What you have to do » Copy out all the data, word for word.
- - -
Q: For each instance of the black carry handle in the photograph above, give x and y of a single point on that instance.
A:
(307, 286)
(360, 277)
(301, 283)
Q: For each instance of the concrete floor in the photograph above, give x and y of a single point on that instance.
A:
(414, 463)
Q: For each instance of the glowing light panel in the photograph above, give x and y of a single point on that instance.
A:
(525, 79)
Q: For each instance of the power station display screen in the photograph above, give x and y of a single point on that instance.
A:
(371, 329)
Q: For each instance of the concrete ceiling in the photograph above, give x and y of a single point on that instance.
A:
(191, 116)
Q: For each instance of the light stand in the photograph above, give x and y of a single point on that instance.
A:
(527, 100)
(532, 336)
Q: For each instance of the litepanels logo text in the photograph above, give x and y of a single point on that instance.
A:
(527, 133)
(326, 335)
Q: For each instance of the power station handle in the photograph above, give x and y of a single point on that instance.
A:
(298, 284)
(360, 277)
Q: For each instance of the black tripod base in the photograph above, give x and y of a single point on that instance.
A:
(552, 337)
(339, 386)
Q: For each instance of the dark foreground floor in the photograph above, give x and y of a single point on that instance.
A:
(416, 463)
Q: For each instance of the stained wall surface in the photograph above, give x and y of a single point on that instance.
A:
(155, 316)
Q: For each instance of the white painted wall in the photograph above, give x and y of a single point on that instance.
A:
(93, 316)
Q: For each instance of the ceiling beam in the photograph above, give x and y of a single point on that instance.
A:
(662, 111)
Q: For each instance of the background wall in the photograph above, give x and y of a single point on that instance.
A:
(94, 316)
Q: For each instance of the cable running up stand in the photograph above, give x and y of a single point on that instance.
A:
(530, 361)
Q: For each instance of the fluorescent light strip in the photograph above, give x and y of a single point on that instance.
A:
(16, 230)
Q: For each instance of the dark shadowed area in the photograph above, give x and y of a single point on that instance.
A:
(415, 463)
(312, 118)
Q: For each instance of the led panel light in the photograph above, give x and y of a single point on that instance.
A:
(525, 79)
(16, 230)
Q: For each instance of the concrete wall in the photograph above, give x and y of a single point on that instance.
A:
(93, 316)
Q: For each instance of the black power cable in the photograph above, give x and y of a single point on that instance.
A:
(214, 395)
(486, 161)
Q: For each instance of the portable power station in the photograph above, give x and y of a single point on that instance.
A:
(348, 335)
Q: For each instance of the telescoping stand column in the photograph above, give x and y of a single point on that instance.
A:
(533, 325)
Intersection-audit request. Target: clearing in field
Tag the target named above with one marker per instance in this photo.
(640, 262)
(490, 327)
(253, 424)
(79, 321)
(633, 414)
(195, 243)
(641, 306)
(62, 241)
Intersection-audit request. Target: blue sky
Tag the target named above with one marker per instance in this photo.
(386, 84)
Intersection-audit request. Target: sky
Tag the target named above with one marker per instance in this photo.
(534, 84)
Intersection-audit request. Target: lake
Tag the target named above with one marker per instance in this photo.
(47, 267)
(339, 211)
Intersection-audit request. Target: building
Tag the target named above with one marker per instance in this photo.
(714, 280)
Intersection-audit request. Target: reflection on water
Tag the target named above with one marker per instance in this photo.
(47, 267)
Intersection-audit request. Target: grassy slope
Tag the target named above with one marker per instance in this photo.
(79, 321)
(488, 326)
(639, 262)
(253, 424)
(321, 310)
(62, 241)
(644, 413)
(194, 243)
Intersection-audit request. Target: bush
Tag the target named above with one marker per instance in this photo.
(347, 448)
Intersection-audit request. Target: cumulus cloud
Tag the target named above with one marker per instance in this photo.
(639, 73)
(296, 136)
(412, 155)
- - -
Exercise solution »
Q: For each instance of the black carry handle in the photograph above, give x and y of a single point on that instance.
A:
(307, 286)
(360, 277)
(301, 283)
Q: For each instance of the concrete floor in the photograph above, give x and y of a single point on that instance.
A:
(414, 463)
Q: For each instance of the glowing light panel in the photograph above, give x and y of a single point on that instance.
A:
(525, 79)
Q: For each instance of the power station display screen in the photograph above, give x and y of a single point on that instance.
A:
(371, 329)
Q: For each instance of the concrete ceiling in the photograph above, give x and y of a single point on that instance.
A:
(191, 116)
Q: For each instance of the light stand in the photograph above, give x and y of a single point on that instance.
A:
(527, 100)
(532, 336)
Q: For each instance of the litepanels logo text in the photograph above, give x and y of a single point on that instance.
A:
(527, 133)
(326, 335)
Q: For each instance of the power station handle in the photograph above, give x and y of a single point on that instance.
A:
(298, 284)
(360, 277)
Q: For each instance of the black tripod base in the photograph above, give x and y of a single point on that instance.
A:
(552, 337)
(339, 386)
Q: For each instance of the dark foreground floor in the photograph above, give x and y of a single point on that instance.
A:
(416, 463)
Q: For each instance of the stained wall surface in the photograph above, give x and y of a single point on that instance.
A:
(155, 316)
Q: For each instance of the white painted wall in the photograph above, give x and y of a single point on that instance.
A:
(93, 316)
Q: For each instance of the ceiling beam in the photograph above, give x and y of a single point on that instance.
A:
(662, 111)
Q: For each instance of the background wall in the photograph above, give x and y of a single point on that instance.
A:
(94, 316)
Q: For each instance of the cable running up stand in the photograph above, give x and y of a single point on that instance.
A:
(530, 361)
Q: For each instance of the fluorescent light strip in the photograph above, give x and y of a single point on that instance.
A:
(16, 230)
Q: For each instance of the dark shadowed area in the photograph above, give x and y of a single point on that instance.
A:
(415, 463)
(312, 118)
Q: For each instance of the led panel light in the photograph above, give x and y of a single point on that instance.
A:
(525, 79)
(16, 230)
Q: For each instance of the concrete wall in the photograph above, give x and y of a single point on that instance.
A:
(93, 316)
Q: For each instance of the black power cable in the photograph above, give x and y of a single point on that instance.
A:
(214, 395)
(486, 161)
Q: For each instance of the portable power station in the photograph above, give x and y of a single point on that instance.
A:
(348, 335)
Q: For each instance of the telescoping stand column in the photograph above, give x and y of a single point on that instance.
A:
(533, 325)
Intersection-audit request. Target: clearing in field
Tag the target named above with one marker per instance in this photo.
(640, 262)
(490, 327)
(253, 424)
(79, 321)
(633, 414)
(195, 243)
(641, 306)
(62, 241)
Intersection-audit request. Target: blue sky
Tag the target named above with one marker per instance in this photo.
(386, 84)
Intersection-audit request. Target: sky
Tag the target named above with one marker per instance in this photo.
(534, 84)
Intersection-audit request. Target: lake
Tag the target named above with one marker per instance in this photo.
(47, 267)
(339, 211)
Intersection-audit request. Target: building
Tag the target named above with one marker per instance in this photo.
(714, 280)
Intersection-audit request. Target: reflection on water
Tag the target named above with one marker per instance in this photo.
(47, 267)
Intersection-audit request. Target: grassy slope
Tag the target named above with one marker per instance in this photo.
(79, 321)
(488, 326)
(639, 262)
(253, 424)
(321, 310)
(62, 241)
(644, 413)
(194, 243)
Intersection-audit request. Target: bush
Tag the target named above with one marker per instance in this photo.
(347, 448)
Intersection-audit request. Target: cumulus cloud
Tag the target named above with one marker per instance in this photo.
(639, 73)
(296, 136)
(412, 155)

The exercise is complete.